**TASK INSTRUCTIONS**
Every record below should be copied exactly, with the pictures left out.

Top of PROVIDED INFORMATION

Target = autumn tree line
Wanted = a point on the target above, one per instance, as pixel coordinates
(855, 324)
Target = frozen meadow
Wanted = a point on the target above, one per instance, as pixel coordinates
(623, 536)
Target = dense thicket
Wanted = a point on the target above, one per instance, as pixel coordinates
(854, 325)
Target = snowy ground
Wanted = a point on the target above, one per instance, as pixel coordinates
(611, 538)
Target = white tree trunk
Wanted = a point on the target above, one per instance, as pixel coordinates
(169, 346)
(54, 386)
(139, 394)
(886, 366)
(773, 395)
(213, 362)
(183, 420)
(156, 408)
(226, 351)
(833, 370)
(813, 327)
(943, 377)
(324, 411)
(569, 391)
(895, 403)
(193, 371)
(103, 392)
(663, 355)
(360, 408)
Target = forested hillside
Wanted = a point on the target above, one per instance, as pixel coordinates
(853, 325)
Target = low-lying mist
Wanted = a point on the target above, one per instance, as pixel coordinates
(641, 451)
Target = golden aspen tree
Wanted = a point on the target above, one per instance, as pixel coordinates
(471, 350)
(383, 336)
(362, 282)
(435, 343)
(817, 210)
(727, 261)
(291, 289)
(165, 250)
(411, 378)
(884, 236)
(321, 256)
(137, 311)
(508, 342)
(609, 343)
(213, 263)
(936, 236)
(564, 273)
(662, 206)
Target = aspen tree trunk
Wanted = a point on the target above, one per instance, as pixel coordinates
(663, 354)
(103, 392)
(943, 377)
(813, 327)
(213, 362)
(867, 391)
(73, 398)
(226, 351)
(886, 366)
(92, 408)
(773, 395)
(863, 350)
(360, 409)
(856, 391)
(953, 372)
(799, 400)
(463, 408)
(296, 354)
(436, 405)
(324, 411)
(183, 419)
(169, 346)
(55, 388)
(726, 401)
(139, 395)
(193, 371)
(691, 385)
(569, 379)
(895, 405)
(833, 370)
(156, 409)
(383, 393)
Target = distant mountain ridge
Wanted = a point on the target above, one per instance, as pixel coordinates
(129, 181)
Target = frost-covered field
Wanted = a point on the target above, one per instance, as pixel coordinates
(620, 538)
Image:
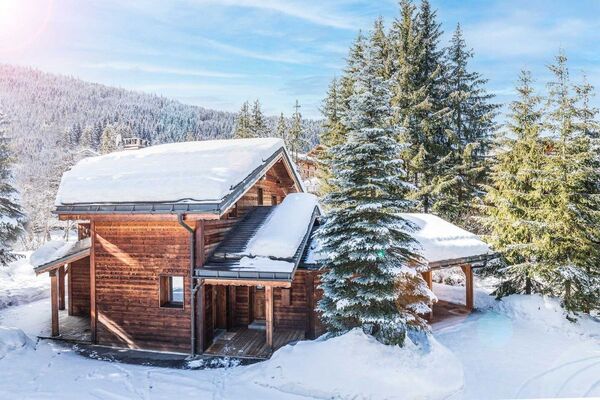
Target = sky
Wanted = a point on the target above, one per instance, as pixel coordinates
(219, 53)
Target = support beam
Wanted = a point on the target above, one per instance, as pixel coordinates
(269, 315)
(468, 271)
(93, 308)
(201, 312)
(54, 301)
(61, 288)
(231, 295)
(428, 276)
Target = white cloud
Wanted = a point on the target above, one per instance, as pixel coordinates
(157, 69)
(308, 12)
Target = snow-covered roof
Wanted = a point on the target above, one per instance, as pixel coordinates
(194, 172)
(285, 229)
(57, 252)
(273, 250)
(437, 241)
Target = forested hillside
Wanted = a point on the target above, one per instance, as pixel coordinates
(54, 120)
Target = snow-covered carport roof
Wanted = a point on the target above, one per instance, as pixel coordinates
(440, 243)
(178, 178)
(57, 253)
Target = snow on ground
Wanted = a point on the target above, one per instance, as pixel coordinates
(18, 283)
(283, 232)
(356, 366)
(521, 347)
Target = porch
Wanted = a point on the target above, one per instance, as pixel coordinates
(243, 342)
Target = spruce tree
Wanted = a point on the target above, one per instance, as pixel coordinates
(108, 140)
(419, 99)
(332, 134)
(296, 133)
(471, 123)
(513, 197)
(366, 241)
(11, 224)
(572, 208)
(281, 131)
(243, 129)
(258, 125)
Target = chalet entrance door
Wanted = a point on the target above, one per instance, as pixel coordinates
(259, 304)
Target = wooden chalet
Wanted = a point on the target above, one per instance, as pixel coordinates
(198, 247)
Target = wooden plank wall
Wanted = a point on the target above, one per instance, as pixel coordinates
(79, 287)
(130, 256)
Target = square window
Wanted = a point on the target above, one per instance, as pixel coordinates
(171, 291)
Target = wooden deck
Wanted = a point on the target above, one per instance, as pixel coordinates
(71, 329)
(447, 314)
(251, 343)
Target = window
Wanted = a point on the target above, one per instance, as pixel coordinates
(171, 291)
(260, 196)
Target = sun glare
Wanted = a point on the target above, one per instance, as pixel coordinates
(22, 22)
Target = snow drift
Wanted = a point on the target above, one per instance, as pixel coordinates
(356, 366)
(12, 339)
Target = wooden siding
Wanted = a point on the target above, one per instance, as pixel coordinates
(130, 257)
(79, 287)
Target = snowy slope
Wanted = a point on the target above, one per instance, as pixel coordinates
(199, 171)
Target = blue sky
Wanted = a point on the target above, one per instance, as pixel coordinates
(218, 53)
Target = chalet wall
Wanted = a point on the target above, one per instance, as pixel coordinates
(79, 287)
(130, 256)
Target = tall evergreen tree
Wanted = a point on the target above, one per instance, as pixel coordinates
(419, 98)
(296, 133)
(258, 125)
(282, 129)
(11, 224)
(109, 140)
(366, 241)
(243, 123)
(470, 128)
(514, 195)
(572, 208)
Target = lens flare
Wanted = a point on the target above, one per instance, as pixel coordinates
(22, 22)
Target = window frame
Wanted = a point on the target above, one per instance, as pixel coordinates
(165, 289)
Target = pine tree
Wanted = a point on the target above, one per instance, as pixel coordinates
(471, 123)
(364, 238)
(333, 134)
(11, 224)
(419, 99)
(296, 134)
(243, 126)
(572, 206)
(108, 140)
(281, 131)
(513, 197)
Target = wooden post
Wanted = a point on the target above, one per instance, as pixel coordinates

Bottom of PROVIDED INFORMATION

**THE ANSWER**
Target = autumn tree line
Wanted = a point on the target above, one per instance, as pixel coordinates
(855, 324)
Target = frozen meadow
Wanted = a point on the target above, one per instance, as pixel coordinates
(623, 536)
Target = dense thicket
Wanted = a point on the target above, one per instance, as pixel coordinates
(854, 325)
Target = snowy ground
Wanted = a point on the target above, one per instance, as pixel coordinates
(611, 538)
Target = white tree trunk
Wanted = a point on the target above, one per instance, as pixel coordinates
(169, 346)
(54, 386)
(139, 394)
(886, 366)
(773, 395)
(213, 362)
(183, 420)
(156, 408)
(226, 351)
(833, 370)
(813, 327)
(943, 377)
(324, 411)
(569, 391)
(895, 403)
(193, 371)
(103, 392)
(663, 355)
(360, 408)
Target = forested hillside
Wanted = a point on the target above, one per instance, as pixel coordinates
(853, 325)
Target = low-lying mist
Wanted = a point on the target above, one per instance, as pixel coordinates
(641, 451)
Target = golden aspen tree
Wanted = a point on the target above, one per instance, as pixel coordinates
(471, 350)
(383, 336)
(362, 282)
(435, 343)
(817, 210)
(727, 261)
(291, 289)
(165, 250)
(411, 378)
(884, 236)
(321, 256)
(137, 311)
(508, 342)
(609, 343)
(213, 263)
(936, 236)
(564, 273)
(662, 206)
Target = aspen tree trunk
Wanted = a point on the target above, one per instance, as pixel coordinates
(663, 354)
(103, 392)
(943, 377)
(813, 327)
(213, 362)
(867, 391)
(73, 398)
(226, 351)
(886, 366)
(92, 408)
(773, 395)
(863, 350)
(360, 409)
(856, 391)
(953, 372)
(799, 400)
(463, 408)
(296, 354)
(436, 405)
(324, 411)
(183, 419)
(169, 346)
(55, 388)
(726, 401)
(139, 395)
(193, 371)
(691, 385)
(569, 379)
(895, 405)
(833, 370)
(156, 409)
(383, 393)
Target = distant mountain ridge
Wanted = a point on the target above, one per instance, as pixel coordinates
(129, 181)
Target = frost-covered field
Wanted = a point on the target above, one per instance, as pixel coordinates
(620, 538)
Image:
Target = sky
Wanted = a point on the target above, one per instance, as pixel coordinates
(219, 53)
Target = support beam
Wanted = a point on the target above, one per instance, as pixel coordinates
(269, 315)
(468, 271)
(93, 308)
(201, 312)
(54, 301)
(61, 288)
(231, 295)
(428, 276)
Target = white cloud
Wanted = a point on the target above, one per instance, as pixel coordinates
(157, 69)
(308, 12)
Target = snow-covered roof
Wanted = a point on the target above, one per instance, as pixel coordinates
(194, 172)
(285, 229)
(57, 252)
(273, 250)
(437, 241)
Target = forested hillside
Wanted = a point on the target above, one per instance, as pixel coordinates
(54, 120)
Target = snow-covered carport roof
Wanted = a point on the target above, one per instance, as pixel coordinates
(440, 243)
(178, 178)
(57, 253)
Target = snow on ground
Wanted = a point on the target above, one per instance, as pixel coordinates
(18, 283)
(283, 232)
(356, 366)
(521, 347)
Target = porch
Wanted = a point on the target above, one per instance, as pixel coordinates
(243, 342)
Target = spruce tree
Wanted = a point on the target above, one per instance, as pixel coordinates
(108, 140)
(419, 99)
(332, 134)
(296, 133)
(471, 123)
(513, 197)
(366, 241)
(11, 224)
(572, 208)
(281, 131)
(243, 129)
(258, 125)
Target = chalet entrance door
Wanted = a point on the target above, one per instance, as pixel coordinates
(259, 304)
Target = wooden chalet
Wanted = a point on the target above, one per instance, as pixel coordinates
(198, 247)
Target = wooden plank wall
Wanted = a point on the target above, one per instance, as pixel coordinates
(79, 287)
(130, 256)
Target = square window
Wanted = a point on the target above, one per instance, as pixel coordinates
(171, 291)
Target = wooden deck
Wanted = a point on the target above, one per instance, as pixel coordinates
(71, 329)
(447, 314)
(251, 343)
Target = window
Wanted = a point on the target above, one per instance, as pixel coordinates
(171, 291)
(260, 196)
Target = sun glare
Wanted = a point on the target above, one per instance, as pixel coordinates
(22, 22)
Target = snow drift
Wanted = a point on the target above, one per instance, as pixel coordinates
(356, 366)
(12, 339)
Target = wooden siding
Wanted = a point on the target above, one per instance, as pixel coordinates
(130, 257)
(79, 287)
Target = snowy slope
Wanted = a point on the target above, one per instance, as pixel coordinates
(199, 171)
Target = blue sky
Wanted = a point on the target above, one per instance, as pixel coordinates
(218, 53)
Target = chalet wall
Wanted = a point on the target above, one per instance, as pixel coordinates
(79, 287)
(130, 256)
Target = tall evergreen tree
Wanted = a point on the target above, one per instance, as pixel coordinates
(419, 98)
(296, 133)
(258, 125)
(282, 129)
(11, 224)
(109, 140)
(366, 241)
(243, 123)
(470, 128)
(514, 195)
(572, 208)
Target = lens flare
Wanted = a point on the target above, one per instance, as pixel coordinates
(22, 22)
Target = window frame
Wanted = a point on the target above, one per instance, as pixel coordinates
(165, 289)
Target = pine tree
Wanted = a point on the target above, one per instance, as pixel coordinates
(471, 123)
(364, 238)
(333, 134)
(11, 224)
(419, 99)
(296, 134)
(243, 126)
(572, 206)
(108, 140)
(281, 131)
(513, 197)
Target = wooden post
Wanted = a point on the target above, one per instance, as pixel coordinates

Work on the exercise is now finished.